* What is being asked
Convert the listing below into a two-column CSV with the header text,answer and one row per entry. Put each entry's text and its answer in a single quoted field each, replacing any line breaks with spaces.

══ Information supplied

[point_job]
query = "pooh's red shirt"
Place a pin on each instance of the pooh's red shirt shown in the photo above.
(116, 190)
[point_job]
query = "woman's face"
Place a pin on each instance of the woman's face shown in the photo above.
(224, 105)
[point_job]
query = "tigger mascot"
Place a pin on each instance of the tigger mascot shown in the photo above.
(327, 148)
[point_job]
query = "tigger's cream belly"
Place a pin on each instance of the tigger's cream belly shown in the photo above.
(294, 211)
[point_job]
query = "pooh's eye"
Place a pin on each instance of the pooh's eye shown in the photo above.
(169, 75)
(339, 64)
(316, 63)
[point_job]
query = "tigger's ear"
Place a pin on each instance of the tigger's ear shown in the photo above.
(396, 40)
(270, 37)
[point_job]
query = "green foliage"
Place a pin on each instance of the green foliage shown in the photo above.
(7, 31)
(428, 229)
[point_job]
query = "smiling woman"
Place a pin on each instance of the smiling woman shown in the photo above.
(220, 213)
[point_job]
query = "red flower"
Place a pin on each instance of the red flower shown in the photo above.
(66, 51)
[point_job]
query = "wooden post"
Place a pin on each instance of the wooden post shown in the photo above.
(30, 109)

════

* Written solution
text,answer
"[point_job] query = ""pooh's red shirt"" Place a pin on each instance of the pooh's red shirt shown in the photo above.","(116, 190)"
"[point_job] query = ""woman's face"" Place a pin on each instance of the woman's face shown in the photo above.","(224, 105)"
"[point_job] query = ""tigger mascot"" Place a pin on each instance of the tigger mascot shown in the photo above.","(327, 148)"
"[point_job] query = ""tigger's cream belly"" Place a pin on each instance of the tigger's cream belly shown in the photo above.","(294, 211)"
"[point_job] query = ""pooh's eye"" Place a pin on each instance of the pooh's eye shown in the photo above.","(169, 75) (339, 64) (316, 63)"
"[point_job] query = ""tigger's ear"" Place a pin on each instance of the tigger's ear shown in the photo above.","(396, 40) (270, 37)"
"[point_job] query = ""green foliage"" Place a pin on each instance of the green foliage shown in the photo above.","(7, 31) (428, 229)"
"[point_job] query = ""smiling woman"" Place a pin on each instance of the smiling woman shown in the photo above.","(220, 213)"
"[point_job] query = ""red flower"" Place a pin on each instance of the red flower shown in the photo above.","(66, 51)"
"[point_job] query = ""wooden post"" Place a pin on each instance of the wooden post shown in the photo above.","(30, 109)"